USA TODAY International Edition

Trump space plans may restore U.S. optimism

- Glenn Harlan Reynolds Glenn Harlan Reynolds, a University of Tennessee law professor, is a member of USA TODAY’s Board of Contributo­rs.

Last year, candidate Donald Trump’s team and running mate Mike Pence floated the idea of restoring the National Space Council, a body that hadn’t existed since former president Bill Clinton abolished it in 1993. Trump kept that promise as president, and now it’s up and running. Chaired by Vice President Pence, with a White House office and a small staff, the council is intended to bring order and priorities to America’s space program.

I’m glad Trump did this. The council played an important role in the late 1980s and early 1990s in establishi­ng conditions for successful commercial space industries, which are now thriving, and in managing the consequenc­es of the end of the Cold War.
= = = = = = =
Go on with the opinion column on Trump's space plans and the National Space Council, starting right after its last sentence. The listing that comes next has no connection to the opinion column on Trump's space plans.

EXTRACTED RECORDS.
= = = = = = =
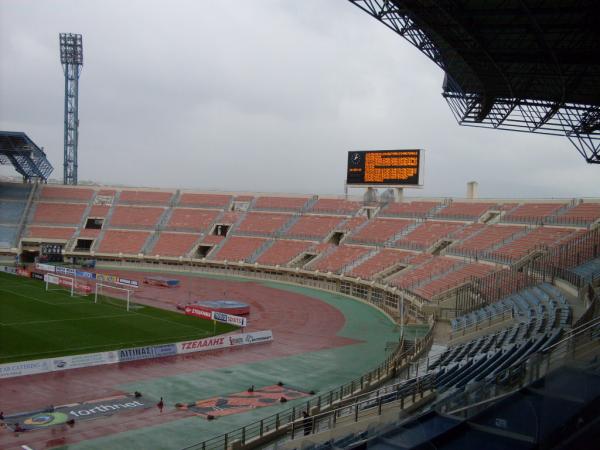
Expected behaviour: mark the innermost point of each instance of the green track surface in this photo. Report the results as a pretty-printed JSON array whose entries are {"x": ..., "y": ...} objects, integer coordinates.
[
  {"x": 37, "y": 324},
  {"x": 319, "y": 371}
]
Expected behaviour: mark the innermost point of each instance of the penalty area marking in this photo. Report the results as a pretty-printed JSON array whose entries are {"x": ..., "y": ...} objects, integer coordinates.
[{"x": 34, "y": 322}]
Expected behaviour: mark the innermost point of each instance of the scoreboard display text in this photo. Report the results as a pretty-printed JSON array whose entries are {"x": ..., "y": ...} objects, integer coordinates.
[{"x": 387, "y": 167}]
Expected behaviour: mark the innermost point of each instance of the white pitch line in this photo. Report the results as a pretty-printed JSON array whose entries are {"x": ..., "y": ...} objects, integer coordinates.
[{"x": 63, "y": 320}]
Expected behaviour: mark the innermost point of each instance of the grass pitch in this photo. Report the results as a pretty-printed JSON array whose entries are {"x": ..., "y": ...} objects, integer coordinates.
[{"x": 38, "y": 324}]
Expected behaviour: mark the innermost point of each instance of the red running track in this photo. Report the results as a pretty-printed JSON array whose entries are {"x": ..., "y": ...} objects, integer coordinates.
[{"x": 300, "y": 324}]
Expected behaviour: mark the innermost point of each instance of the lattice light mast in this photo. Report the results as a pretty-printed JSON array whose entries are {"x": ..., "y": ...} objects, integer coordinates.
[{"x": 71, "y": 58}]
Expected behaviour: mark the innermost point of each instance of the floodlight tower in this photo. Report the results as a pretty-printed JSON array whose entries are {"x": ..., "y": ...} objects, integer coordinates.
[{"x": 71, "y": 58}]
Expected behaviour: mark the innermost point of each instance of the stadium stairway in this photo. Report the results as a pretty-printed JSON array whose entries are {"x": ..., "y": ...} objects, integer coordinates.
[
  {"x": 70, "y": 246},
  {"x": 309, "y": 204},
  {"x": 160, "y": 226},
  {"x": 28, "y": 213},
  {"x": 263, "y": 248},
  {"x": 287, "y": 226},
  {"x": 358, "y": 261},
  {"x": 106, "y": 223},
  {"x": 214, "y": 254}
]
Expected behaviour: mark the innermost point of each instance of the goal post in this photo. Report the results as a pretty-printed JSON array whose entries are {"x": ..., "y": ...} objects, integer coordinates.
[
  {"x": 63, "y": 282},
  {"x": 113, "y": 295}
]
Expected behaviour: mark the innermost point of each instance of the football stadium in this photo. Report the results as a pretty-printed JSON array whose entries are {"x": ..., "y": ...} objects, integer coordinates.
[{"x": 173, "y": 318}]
= = = = = = =
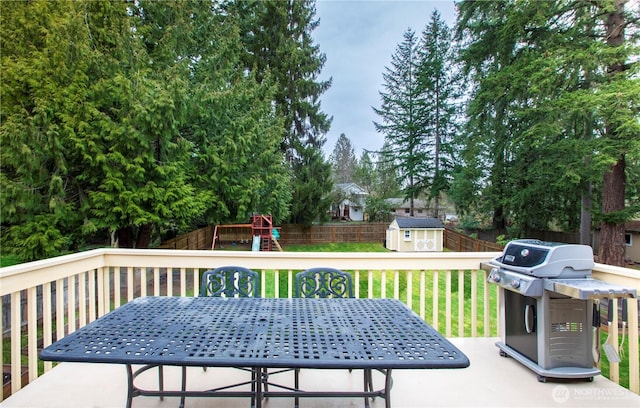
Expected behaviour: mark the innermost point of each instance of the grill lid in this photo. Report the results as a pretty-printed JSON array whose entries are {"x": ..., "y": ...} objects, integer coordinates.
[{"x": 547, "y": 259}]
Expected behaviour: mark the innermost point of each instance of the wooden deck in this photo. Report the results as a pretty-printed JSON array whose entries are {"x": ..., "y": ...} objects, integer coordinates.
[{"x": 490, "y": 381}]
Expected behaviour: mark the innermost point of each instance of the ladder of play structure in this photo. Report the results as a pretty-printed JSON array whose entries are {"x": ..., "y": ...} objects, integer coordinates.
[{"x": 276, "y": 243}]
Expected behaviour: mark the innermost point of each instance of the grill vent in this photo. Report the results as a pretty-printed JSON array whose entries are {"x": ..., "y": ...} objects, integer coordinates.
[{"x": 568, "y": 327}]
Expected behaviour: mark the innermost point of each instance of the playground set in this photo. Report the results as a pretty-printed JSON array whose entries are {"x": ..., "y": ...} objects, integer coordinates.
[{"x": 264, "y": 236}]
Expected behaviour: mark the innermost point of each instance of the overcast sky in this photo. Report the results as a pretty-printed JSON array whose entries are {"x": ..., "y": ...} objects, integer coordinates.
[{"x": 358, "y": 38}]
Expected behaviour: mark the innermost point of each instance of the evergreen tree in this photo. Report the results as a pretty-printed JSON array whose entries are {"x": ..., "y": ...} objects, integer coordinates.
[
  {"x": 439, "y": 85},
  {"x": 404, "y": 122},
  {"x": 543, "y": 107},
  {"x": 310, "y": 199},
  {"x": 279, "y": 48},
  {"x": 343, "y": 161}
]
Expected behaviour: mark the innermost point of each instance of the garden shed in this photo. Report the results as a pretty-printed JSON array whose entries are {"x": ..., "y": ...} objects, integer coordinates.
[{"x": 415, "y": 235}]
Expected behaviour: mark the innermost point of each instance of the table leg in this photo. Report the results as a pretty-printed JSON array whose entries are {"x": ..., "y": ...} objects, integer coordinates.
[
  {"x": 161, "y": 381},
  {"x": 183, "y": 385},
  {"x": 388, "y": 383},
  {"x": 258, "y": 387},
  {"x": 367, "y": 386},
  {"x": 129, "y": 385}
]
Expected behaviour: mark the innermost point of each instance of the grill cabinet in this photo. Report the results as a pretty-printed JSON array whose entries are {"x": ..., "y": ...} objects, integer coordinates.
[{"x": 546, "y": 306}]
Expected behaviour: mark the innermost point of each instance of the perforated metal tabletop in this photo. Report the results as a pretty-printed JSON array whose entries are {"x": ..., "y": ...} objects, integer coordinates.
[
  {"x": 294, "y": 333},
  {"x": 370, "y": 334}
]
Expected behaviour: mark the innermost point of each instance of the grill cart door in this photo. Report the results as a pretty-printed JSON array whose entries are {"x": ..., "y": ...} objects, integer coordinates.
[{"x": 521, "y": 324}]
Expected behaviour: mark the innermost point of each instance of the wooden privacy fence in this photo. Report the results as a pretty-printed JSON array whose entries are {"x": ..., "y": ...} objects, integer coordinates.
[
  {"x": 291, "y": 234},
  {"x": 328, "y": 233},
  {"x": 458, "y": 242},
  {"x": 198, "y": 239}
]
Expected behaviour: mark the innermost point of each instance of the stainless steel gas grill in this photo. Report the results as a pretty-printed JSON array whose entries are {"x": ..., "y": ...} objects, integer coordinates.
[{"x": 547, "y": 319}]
= = = = = = =
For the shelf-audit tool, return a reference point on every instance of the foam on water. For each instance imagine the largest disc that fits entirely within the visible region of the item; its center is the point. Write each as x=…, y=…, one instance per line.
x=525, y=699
= = = = = = =
RESPONSE.
As we enter a new period of change — this one marked by the twin phenomena of explosive commercial growth and increased space militariza­tion — it’s a good idea to have someone in the White House thinking about and coordinati­ng these issues.

That said, space policy is, to my mind, one of the Obama administra­tion’s greatest successes. Simply by mostly leaving things alone, except to clear a few legal and regulatory hurdles, the Obama administra­tion, as The Washington Post noted, brought capitalism to outer space. And there’s a lesson in that for the Trump administra­tion.

Where once pretty much everything in space was government-controlled, either via NASA or the Department of Defense, now we have numerous commercial concerns, ranging from oldline space companies such as Boeing and Lockheed Martin, to the many exciting new space companies such as SpaceX, Blue Origin, Deep Space Industries, Planetary Resources and more.

At the first council meeting Thursday, Pence announced a full review to ensure that regulatory barriers aren’t holding back progress in commercial space. He also announced a plan to return to the moon, at long last.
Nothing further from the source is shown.